= List of tasks =
#1 From the passage on aquaculture trials, list every source of variability in aquaculture production that it names.
#2 Retype the passage on aquaculture trials, starting with "Great variability in aquaculture production necessitates" and going on through "product or method.".
#3 Continue the passage on aquaculture trials from the point where it stops.

━━ Passage given

Great variability in aquaculture production necessitates replicates of treatments, controls
Aquaculture producers can benefit from conducting trials to determine whether new products or management techniques will increase production, facilitate management and be cost effective. The cost aspect is particularly important, because no matter how effective a new product or procedure is in increasing production or simplifying management, farms usually should not adopt it unless it will provide equal or greater profitability. Trials also may be used to determine the most effective way of using a product or method.
Variability in aquaculture
The great variability in aquaculture production derives from chance, differences in production units, variability in seedstock because of origin or handling, weather conditions and numerous other factors. Because of this, new products or methods (treatments) and the practices in current use (controls) should be replicated. At least three replicates of each are needed, and five replications of each are better.
Determination of the most effective application rates for products such as fertilizers or amendments to improve water quality typically requires a minimum of six treatment concentrations. In such trials, the number of experimental units required can be reduced by using only one or two experimental units per concentration, and determining the optimum application rate from a dose-response curve prepared from the data collected in the trial.

━━━━
━━ Provided records

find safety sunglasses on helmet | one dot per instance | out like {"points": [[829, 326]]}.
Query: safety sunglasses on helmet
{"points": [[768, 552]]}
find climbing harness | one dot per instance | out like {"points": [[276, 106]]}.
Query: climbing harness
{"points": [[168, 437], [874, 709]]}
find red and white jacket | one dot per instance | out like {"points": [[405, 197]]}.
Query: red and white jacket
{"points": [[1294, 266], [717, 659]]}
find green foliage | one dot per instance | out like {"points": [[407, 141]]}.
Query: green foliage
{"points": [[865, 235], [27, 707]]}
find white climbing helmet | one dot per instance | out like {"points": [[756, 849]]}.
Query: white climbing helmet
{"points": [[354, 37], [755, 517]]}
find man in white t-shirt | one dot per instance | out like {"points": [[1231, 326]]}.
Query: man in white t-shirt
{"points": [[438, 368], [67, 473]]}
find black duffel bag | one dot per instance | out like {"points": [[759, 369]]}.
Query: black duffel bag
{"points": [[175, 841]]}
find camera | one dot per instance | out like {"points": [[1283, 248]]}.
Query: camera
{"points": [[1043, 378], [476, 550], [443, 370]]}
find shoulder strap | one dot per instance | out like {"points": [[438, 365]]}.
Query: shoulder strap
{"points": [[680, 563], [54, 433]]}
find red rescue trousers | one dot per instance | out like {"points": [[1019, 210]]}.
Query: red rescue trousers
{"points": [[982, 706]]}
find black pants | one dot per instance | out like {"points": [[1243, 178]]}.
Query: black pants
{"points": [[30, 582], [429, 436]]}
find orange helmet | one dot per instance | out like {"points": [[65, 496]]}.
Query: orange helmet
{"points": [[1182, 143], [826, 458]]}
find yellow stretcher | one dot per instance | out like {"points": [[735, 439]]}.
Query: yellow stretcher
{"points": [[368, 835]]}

━━━━

= Solved problems =
#1
- Chance
- Differences in production units
- Variability in seedstock because of origin or handling
- Weather conditions

#2
Great variability in aquaculture production necessitates replicates of treatments, controls
Aquaculture producers can benefit from conducting trials to determine whether new products or management techniques will increase production, facilitate management and be cost effective. The cost aspect is particularly important, because no matter how effective a new product or procedure is in increasing production or simplifying management, farms usually should not adopt it unless it will provide equal or greater profitability. Trials also may be used to determine the most effective way of using a product or method.

#3
This technique can be illustrated for a trial to determine the liming rate necessary to increase pond water alkalinity at a particular farm to 50 mg/L. Several liming rates were applied singly, and alkalinity was measured. The plot of the liming rates versus alkalinity reveals that the necessary application rate is about 3,000 kg/ha (Fig. 1).
Although higher temperatures in tropical regions allow continuous cropping, there may be distinct wet and dry seasons, cool and warm seasons, or both. Moreover, weather conditions at any location differ from year to year. Treatments known to be sensitive to weather conditions should be conducted in different seasons or over more than one year.
Conditions can vary considerably among production units at the same facility. Thus it is important to select a group of experimental production units for trials that are as similar as possible in all respects. Ponds likely offer the greatest challenge in selecting similar experimental units. At many farms, ponds vary in size, depth, shape, orientation to the wind, bottom soil characteristics, age and even water source.
It is interesting to note that in fertilization experiments, ponds of identical area, depth and shape, built of the same kind of soil, located side by side and receiving identical amounts of the same fertilizer typically exhibit large variations in phytoplankton composition and abundance. Studies have shown that fish production varies considerably among such ponds, and one pond can have twice the production of another one.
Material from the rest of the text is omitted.